* [What you should do]:
Repeat every entry exactly as it appears.

Saved entries:
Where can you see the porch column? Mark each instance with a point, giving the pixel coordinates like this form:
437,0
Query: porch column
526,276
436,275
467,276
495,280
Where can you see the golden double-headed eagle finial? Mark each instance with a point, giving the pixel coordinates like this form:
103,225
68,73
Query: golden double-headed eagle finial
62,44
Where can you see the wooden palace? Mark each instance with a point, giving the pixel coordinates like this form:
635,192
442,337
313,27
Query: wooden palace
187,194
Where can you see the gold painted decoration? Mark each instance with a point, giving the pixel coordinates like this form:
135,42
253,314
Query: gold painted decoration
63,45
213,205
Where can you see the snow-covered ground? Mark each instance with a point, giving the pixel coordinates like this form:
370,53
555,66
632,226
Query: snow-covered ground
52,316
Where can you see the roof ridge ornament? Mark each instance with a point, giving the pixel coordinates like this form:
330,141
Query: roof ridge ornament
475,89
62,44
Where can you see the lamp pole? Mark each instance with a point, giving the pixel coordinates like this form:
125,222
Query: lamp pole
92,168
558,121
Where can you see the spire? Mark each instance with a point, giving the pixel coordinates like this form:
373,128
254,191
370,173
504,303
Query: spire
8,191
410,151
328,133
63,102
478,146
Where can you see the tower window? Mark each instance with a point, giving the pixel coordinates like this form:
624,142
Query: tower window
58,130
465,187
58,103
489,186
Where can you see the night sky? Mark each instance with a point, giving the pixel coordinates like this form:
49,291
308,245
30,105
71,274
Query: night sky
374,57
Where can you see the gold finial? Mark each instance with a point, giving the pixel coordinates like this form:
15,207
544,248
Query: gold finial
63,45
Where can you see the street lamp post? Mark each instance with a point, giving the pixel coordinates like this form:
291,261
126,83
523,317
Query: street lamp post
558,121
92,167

* [Response area]:
Where can you see the porch column? Mark each instance with a point, giving the pixel coordinates like this form:
437,0
Query: porch column
526,276
436,275
467,276
495,280
Where can you see the golden double-headed eagle finial? Mark each instance with a point, giving the pixel coordinates like this form:
103,225
68,73
Query: golden double-headed eagle finial
62,44
Where can you see the wooden palace? Mark each instance with a point, giving the pixel coordinates like this form:
635,192
442,337
313,27
Query: wooden palace
187,194
Where can you see the gold painted decoration? Mark each instance with a point, giving the pixel coordinates like this form:
135,42
253,314
Query: gold painted decoration
63,45
213,205
Where can you see the snow-covered ground? Mark each instance with a point, giving the pixel coordinates like this form:
370,53
555,66
632,226
Query: snow-covered ground
52,316
Where can you see the roof ridge ornament? Mark each instance with a point, giving the pixel coordinates like this form:
330,141
Query: roof ridge ornament
475,89
62,44
Where can you see the lamp pole? Mark each instance with a point, giving the pixel coordinates like this form:
125,222
Query: lamp pole
92,168
558,121
Where can you see the spire? Mark each instance with a point, giving the pixel coordinates like this form:
373,128
254,191
370,173
504,303
Query: spire
8,191
410,151
328,133
63,102
478,146
Where can you see the tower window? Mark each instance with a point, giving the pixel coordinates like this form:
624,142
Query: tower window
58,130
465,187
58,103
489,186
Where can you see the night sky? Mark each instance with a point, giving the pixel coordinates like this form:
49,291
308,245
30,105
71,274
Query: night sky
374,57
Where can you see the gold finial? Mark each instance with a point, giving the pixel coordinates like this form:
15,207
544,248
Query: gold finial
63,45
Where can you see the street lamp post? Mark each instance with a point, giving the pixel coordinates like this form:
291,261
126,83
523,317
Query: street lamp post
558,121
92,167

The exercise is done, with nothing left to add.